BAGIAN TEKS:
-*-
Kebangkitan Nusantara, Darimana Dimulai?
Adakah kemungkinan bangkitnya Indonesia sebagai kekuatan yang mandiri dan berpengaruh ke seluruh dunia sebagaimana yang diraih China sekarang ini? Menurut saya kemungkinan itu tersedia dengan luas, jika soliditas dan solidaritas nasional terbina dan termenej dengan baik di bawah kepemimpinan yang diakui dan diikuti secara solid dan rasional.
Tapi darimana dimulai? Menurut hemat penulis, pendekatan ekonomi tidak melulu dapat diandalkan sebagai satu-satunya pengungkit kebangkitan nusantara. Apalagi jika karakteristik ekonomi yang diandalkan berupa industri yang menggantungkan teknologi dan bahan bakunya dari luar negeri dan diproduksi bukan oleh rakyat sendiri dan bukan milik rakyat Indonesia. Ditambah lagi, dari segi kepemilikan saham, hanya menumpuk pada keluarga tertentu, bukan suatu kepemilikan yang menyebar dan terdistribusi.
Gaya industri dan ekonomi semacam digambarkan di atas, tidak akan memberikan efek membangkitkan sama sekali, dan hanya membuat rakyat hanya terpaksa menjalankan pekerjaan rutin dan tidak memiliki daya ungkit munculnya kreativitas dan semangat untuk maju dan membesarkan diri secara bersama-sama dan serentak. Bukankah demikian pola industri dan ekonomi Indonesia selama ini?
-*-
DATA YANG DIBERIKAN:

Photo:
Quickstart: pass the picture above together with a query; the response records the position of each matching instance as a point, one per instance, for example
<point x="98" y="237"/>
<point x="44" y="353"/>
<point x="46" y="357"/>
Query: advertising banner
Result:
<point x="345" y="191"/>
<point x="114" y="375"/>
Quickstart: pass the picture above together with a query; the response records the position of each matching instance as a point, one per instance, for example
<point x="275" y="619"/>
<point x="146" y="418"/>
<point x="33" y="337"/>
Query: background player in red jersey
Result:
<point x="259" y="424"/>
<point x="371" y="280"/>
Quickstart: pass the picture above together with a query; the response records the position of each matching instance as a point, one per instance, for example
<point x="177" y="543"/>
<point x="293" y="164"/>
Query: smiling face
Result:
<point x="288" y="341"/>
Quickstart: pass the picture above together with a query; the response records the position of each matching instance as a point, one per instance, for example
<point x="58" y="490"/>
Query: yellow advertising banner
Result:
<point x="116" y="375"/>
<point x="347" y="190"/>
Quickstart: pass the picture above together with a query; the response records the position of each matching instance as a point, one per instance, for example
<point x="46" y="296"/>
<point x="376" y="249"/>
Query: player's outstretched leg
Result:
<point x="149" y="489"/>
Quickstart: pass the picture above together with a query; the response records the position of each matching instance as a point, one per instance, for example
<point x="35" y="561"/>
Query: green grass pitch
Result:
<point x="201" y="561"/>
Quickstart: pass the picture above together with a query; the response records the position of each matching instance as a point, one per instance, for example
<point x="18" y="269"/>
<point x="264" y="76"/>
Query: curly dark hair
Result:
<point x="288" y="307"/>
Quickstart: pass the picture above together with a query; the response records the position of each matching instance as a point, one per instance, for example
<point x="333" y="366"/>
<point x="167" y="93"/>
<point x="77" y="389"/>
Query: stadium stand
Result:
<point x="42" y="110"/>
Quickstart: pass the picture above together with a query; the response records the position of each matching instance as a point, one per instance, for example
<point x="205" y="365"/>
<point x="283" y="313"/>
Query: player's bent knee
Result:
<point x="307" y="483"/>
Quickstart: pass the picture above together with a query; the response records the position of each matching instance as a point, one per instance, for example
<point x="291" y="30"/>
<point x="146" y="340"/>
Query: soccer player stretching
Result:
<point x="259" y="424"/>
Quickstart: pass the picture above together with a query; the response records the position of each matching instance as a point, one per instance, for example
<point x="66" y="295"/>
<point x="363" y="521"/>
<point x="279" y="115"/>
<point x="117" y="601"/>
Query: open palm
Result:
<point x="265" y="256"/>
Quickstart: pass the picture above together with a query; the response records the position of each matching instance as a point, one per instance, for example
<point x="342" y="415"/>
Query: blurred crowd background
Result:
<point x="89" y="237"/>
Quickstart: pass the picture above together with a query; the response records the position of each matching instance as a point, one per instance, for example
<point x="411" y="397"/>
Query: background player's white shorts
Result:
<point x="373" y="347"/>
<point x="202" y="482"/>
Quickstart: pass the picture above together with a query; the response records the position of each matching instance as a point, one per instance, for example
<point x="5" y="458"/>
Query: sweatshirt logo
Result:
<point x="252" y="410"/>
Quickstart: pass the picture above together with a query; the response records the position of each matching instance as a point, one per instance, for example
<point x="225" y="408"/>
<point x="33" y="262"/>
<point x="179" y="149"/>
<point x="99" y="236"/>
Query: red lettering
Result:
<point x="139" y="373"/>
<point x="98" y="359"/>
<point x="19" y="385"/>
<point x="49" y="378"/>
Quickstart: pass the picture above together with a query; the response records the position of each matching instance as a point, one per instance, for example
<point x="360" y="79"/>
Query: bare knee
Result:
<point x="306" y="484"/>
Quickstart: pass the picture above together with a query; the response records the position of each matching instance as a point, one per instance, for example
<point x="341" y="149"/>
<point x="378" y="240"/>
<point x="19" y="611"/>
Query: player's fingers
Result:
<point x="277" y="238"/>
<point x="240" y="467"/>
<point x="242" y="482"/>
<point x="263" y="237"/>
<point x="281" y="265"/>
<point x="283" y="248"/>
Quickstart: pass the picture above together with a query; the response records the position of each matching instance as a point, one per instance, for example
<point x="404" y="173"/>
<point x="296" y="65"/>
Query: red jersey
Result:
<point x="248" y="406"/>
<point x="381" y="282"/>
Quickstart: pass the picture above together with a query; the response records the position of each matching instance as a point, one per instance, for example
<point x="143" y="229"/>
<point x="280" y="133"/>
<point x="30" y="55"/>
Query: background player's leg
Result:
-*-
PERMINTAAN 1: Dalam tulisan tentang kebangkitan Nusantara, pada siapa kepemilikan saham dikatakan hanya menumpuk?
PERMINTAAN 2: Tuliskan lanjutan tulisan tentang kebangkitan Nusantara, dimulai setelah kalimat terakhirnya.

JAWABAN AKHIR 1: Pada keluarga tertentu.

JAWABAN AKHIR 2:
Sebagaimana yang dikemukakan oleh penulis pada “Dapatkah 2045, Indonesia Sabagai Salah Satu Kiblat Dunia?”, kebangkitan Nusantara dalam hal ini, spesifik Indonesia, hanya dapat terjadi manakala negara ini menyadari prospek keunggulan komparatifnya dan sekaligus mendayagunakannya untuk kemandirian dan penyebaran pengaruh ekonomi, politik dan budayanya.
Keunggulan komparatif yang tidak banyak dimiliki oleh selain Indonesia ialah kekayaan sumberdaya hayatinya, termasuk barang-barang galian dan tambang, lokasi wilayah, iklim dan sumberdaya manusianya yang tidak melulu dipandang dari sudut pandang tenaga kerja industri.
Sejauh ini, kenyataan industri Indonesia masih mengikuti pola negara-negara industri dan berorientasi kebutuhan pasar dunia. Akibatnya, ketergantungan bahan baku dari luar negeri dan teknologi, nyaris tidak terjadi koreksi signifikan yang mengarah kepada kemandirian teknologi dan industri Indonesia.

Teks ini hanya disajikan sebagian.